Action item: Go through the records below and show every line with the string "then".

Source information:
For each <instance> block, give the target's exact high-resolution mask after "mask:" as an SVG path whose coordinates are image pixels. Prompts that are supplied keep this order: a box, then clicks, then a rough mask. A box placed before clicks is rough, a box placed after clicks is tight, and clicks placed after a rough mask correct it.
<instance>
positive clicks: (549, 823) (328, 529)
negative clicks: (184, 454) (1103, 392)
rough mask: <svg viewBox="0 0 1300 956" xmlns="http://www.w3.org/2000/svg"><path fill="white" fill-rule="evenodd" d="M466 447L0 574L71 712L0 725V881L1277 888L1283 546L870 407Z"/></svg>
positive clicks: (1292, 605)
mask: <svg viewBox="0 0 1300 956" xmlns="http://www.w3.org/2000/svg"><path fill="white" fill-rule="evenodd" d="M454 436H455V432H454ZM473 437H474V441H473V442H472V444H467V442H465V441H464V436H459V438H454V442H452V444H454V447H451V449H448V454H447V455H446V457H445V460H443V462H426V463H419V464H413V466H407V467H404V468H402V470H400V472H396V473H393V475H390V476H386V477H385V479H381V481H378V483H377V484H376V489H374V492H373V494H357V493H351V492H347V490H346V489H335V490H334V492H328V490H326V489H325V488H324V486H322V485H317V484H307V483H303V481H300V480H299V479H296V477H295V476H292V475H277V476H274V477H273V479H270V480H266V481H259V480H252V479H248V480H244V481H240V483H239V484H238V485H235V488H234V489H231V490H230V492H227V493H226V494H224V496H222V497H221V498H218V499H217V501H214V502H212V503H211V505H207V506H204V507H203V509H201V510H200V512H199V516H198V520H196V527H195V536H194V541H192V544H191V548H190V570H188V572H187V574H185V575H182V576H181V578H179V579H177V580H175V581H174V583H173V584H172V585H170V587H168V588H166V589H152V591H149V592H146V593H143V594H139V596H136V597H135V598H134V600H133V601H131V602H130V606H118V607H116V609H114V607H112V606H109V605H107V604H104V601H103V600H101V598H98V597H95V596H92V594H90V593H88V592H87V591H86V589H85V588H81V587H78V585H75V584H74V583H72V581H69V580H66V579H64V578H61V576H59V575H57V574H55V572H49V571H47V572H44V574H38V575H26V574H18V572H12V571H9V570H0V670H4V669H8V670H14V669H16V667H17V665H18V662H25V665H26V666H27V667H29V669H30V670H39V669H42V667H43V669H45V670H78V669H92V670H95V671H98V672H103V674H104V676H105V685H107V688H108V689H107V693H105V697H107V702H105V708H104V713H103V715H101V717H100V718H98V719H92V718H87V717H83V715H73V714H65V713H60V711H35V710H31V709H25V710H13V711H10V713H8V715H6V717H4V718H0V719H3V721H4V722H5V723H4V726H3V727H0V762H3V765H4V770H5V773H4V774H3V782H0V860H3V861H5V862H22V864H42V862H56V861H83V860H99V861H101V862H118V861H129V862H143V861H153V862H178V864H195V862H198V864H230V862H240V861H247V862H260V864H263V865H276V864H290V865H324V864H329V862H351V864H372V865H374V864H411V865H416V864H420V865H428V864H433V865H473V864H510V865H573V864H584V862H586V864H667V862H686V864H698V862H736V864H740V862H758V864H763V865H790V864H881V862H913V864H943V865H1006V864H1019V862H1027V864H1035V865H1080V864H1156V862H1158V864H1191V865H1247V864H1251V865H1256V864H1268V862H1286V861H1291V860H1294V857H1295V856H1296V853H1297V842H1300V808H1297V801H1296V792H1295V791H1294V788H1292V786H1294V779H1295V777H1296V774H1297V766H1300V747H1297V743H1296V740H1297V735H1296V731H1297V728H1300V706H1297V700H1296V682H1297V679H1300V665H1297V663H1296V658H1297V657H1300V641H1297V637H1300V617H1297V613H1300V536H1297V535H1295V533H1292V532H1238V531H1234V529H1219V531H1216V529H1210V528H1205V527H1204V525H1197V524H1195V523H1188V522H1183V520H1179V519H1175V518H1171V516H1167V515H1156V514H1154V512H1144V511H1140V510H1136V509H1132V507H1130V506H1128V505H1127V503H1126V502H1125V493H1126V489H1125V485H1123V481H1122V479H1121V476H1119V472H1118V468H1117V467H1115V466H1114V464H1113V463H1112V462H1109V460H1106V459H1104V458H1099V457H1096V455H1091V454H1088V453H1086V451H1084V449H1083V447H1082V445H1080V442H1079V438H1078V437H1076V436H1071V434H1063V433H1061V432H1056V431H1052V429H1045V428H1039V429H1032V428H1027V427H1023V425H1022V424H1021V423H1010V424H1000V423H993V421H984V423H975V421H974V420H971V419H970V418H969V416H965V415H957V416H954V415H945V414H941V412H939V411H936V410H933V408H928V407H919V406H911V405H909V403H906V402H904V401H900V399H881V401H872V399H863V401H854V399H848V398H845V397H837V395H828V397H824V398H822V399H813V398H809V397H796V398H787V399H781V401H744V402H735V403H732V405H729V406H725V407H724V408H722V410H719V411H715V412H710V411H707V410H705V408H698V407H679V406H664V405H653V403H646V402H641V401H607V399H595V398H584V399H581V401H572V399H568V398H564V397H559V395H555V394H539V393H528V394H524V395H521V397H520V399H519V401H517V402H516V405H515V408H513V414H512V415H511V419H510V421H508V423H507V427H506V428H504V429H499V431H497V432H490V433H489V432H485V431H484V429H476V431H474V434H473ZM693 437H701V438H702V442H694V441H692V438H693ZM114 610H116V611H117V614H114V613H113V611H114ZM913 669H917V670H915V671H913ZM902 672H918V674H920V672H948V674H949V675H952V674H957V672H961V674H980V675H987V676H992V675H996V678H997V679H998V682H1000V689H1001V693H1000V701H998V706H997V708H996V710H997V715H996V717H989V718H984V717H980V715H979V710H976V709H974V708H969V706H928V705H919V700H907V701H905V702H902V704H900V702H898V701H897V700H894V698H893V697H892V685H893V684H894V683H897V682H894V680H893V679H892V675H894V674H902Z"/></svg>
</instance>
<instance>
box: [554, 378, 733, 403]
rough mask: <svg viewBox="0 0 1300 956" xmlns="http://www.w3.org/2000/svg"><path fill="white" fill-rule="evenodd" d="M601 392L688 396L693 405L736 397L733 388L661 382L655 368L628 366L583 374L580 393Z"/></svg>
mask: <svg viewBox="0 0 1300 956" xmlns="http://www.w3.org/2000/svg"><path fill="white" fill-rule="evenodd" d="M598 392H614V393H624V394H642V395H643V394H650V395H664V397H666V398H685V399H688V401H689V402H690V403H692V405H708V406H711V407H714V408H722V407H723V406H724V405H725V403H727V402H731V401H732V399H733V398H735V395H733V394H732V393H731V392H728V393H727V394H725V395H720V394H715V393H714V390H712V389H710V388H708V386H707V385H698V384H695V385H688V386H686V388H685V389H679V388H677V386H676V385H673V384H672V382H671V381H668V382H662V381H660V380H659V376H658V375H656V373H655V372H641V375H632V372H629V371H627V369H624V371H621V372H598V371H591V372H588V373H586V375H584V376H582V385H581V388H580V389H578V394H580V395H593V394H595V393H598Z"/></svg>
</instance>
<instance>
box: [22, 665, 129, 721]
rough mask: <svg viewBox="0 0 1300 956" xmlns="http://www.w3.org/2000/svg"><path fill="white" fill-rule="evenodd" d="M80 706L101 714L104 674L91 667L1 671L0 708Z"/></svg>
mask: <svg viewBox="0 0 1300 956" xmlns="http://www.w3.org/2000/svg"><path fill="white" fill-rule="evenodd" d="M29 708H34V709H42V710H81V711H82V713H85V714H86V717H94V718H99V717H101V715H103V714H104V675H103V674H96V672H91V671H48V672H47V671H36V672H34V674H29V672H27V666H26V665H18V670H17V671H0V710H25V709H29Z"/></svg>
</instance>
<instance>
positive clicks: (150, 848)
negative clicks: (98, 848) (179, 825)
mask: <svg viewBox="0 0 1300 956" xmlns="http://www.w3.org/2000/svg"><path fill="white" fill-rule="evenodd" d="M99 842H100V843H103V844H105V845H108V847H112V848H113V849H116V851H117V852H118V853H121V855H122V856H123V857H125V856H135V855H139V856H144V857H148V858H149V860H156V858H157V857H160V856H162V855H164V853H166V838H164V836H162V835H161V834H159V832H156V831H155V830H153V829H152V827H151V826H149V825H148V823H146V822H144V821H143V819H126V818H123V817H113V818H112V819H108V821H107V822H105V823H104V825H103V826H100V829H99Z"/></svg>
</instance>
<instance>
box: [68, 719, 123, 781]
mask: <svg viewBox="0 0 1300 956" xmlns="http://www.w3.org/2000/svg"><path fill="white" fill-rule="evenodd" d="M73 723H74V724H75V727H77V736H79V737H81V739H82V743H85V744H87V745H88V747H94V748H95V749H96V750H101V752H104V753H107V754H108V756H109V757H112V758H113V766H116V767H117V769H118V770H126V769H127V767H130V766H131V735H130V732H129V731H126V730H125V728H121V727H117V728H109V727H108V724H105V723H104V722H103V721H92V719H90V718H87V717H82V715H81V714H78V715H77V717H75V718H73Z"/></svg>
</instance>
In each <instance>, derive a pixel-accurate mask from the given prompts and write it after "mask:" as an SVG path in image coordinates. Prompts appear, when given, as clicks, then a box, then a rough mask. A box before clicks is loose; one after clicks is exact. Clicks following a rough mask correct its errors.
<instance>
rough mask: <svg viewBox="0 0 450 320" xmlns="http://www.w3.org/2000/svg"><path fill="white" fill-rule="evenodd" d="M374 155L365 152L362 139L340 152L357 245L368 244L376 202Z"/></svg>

Result below:
For each <instance> block, give the target's exact high-resolution mask after "mask:" as an SVG path whose coordinates are image pixels. Prompts that are supplied keep this order: a box, then clicks, then a rough mask. A box placed before clicks is rough, a box placed after clicks is tight, and clicks placed after a rough mask correct it.
In each <instance>, derive a pixel-accurate mask from the given prompts and write it after "mask:" as an SVG path in image coordinates. Prompts appear, when given, as clicks, then a box, then a rough mask. A box before clicks is loose; one after clicks is exact. Clicks following a rough mask correct its errors.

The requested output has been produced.